• _THE EXERCISE_: Repeat the material in full. Keep every line exactly as it is.

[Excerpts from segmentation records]
::::::::
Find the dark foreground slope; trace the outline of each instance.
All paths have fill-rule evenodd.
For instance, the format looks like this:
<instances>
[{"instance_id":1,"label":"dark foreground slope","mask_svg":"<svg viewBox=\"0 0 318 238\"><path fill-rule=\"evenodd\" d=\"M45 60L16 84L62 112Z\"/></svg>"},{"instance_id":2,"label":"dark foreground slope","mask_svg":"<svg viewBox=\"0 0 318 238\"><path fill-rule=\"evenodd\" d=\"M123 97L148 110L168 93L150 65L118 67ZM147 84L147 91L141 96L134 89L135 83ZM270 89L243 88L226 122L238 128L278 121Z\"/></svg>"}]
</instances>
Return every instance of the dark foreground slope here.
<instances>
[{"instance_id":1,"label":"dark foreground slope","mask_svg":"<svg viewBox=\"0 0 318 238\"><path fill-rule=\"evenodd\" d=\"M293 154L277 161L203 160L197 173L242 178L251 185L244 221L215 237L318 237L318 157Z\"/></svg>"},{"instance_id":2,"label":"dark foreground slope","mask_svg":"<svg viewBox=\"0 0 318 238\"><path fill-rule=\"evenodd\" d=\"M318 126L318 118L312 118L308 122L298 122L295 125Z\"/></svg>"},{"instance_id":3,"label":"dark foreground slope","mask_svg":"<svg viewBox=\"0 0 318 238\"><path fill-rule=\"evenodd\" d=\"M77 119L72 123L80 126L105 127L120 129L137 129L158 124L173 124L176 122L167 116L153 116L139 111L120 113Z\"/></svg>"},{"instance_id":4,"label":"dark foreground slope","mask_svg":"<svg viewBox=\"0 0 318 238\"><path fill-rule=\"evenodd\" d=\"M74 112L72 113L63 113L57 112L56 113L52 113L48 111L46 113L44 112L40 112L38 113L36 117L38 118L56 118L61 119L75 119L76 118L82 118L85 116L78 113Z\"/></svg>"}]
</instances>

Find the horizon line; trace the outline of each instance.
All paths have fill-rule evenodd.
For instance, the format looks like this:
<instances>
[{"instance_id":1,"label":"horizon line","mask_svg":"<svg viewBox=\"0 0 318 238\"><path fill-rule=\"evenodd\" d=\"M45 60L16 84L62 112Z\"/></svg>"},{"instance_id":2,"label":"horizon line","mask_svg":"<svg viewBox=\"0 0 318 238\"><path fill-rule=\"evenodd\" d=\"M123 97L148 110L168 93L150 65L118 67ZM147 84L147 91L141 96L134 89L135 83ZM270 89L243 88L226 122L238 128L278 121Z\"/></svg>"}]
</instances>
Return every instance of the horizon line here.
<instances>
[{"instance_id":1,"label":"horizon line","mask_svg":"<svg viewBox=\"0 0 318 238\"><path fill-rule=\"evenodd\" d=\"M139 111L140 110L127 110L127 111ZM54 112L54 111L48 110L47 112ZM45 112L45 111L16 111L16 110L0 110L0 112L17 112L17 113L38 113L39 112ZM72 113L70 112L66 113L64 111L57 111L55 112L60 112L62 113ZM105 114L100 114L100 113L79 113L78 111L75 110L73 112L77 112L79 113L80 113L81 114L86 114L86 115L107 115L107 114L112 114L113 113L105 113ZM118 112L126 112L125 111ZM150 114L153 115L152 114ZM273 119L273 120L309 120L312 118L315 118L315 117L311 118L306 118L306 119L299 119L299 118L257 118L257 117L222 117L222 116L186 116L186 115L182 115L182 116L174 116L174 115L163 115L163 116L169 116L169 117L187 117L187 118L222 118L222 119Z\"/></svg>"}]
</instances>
::::::::
• _REPLY TO THE EXERCISE_:
Find the dark foreground slope; trace the outline of each instance.
All paths have fill-rule evenodd.
For instance, the format looks like this:
<instances>
[{"instance_id":1,"label":"dark foreground slope","mask_svg":"<svg viewBox=\"0 0 318 238\"><path fill-rule=\"evenodd\" d=\"M45 60L16 84L62 112Z\"/></svg>"},{"instance_id":2,"label":"dark foreground slope","mask_svg":"<svg viewBox=\"0 0 318 238\"><path fill-rule=\"evenodd\" d=\"M123 97L148 110L168 93L150 65L118 67ZM147 84L147 91L141 96L134 89L135 83ZM270 89L243 88L226 122L238 128L278 121Z\"/></svg>"}]
</instances>
Return every instance of the dark foreground slope here.
<instances>
[{"instance_id":1,"label":"dark foreground slope","mask_svg":"<svg viewBox=\"0 0 318 238\"><path fill-rule=\"evenodd\" d=\"M293 154L277 161L203 160L197 173L242 178L251 185L244 221L215 237L318 237L318 157Z\"/></svg>"},{"instance_id":2,"label":"dark foreground slope","mask_svg":"<svg viewBox=\"0 0 318 238\"><path fill-rule=\"evenodd\" d=\"M318 126L318 118L312 118L308 122L298 122L295 125Z\"/></svg>"},{"instance_id":3,"label":"dark foreground slope","mask_svg":"<svg viewBox=\"0 0 318 238\"><path fill-rule=\"evenodd\" d=\"M77 119L72 123L80 126L105 127L120 129L137 129L158 124L173 124L176 122L167 116L153 116L139 111L120 113Z\"/></svg>"},{"instance_id":4,"label":"dark foreground slope","mask_svg":"<svg viewBox=\"0 0 318 238\"><path fill-rule=\"evenodd\" d=\"M74 112L72 113L63 113L57 112L56 113L52 113L48 111L46 113L44 112L40 112L38 113L36 117L38 118L56 118L61 119L75 119L76 118L82 118L85 116L78 113Z\"/></svg>"}]
</instances>

Find the horizon line; trace the outline of each instance.
All paths have fill-rule evenodd.
For instance, the format looks like this:
<instances>
[{"instance_id":1,"label":"horizon line","mask_svg":"<svg viewBox=\"0 0 318 238\"><path fill-rule=\"evenodd\" d=\"M45 60L16 84L62 112Z\"/></svg>"},{"instance_id":2,"label":"horizon line","mask_svg":"<svg viewBox=\"0 0 318 238\"><path fill-rule=\"evenodd\" d=\"M123 97L148 110L168 93L150 65L118 67ZM147 84L147 91L141 96L134 89L135 83ZM270 89L243 88L226 122L238 128L278 121Z\"/></svg>"}]
</instances>
Return every instance of the horizon line here.
<instances>
[{"instance_id":1,"label":"horizon line","mask_svg":"<svg viewBox=\"0 0 318 238\"><path fill-rule=\"evenodd\" d=\"M139 111L140 110L127 110L127 111ZM54 112L54 111L48 110L47 112ZM45 112L45 111L16 111L16 110L0 110L0 112L17 112L17 113L38 113L39 112ZM72 113L70 112L66 113L64 111L57 111L55 112L60 112L62 113ZM105 114L100 114L100 113L79 113L78 111L75 110L73 112L77 112L79 113L80 113L81 114L86 114L86 115L107 115L107 114L112 114L113 113L105 113ZM118 112L126 112L125 111ZM150 114L153 115L152 114ZM273 119L273 120L309 120L312 118L315 118L315 117L311 118L306 118L306 119L299 119L299 118L257 118L257 117L222 117L222 116L186 116L186 115L182 115L182 116L174 116L174 115L163 115L163 116L169 116L169 117L187 117L187 118L222 118L222 119Z\"/></svg>"}]
</instances>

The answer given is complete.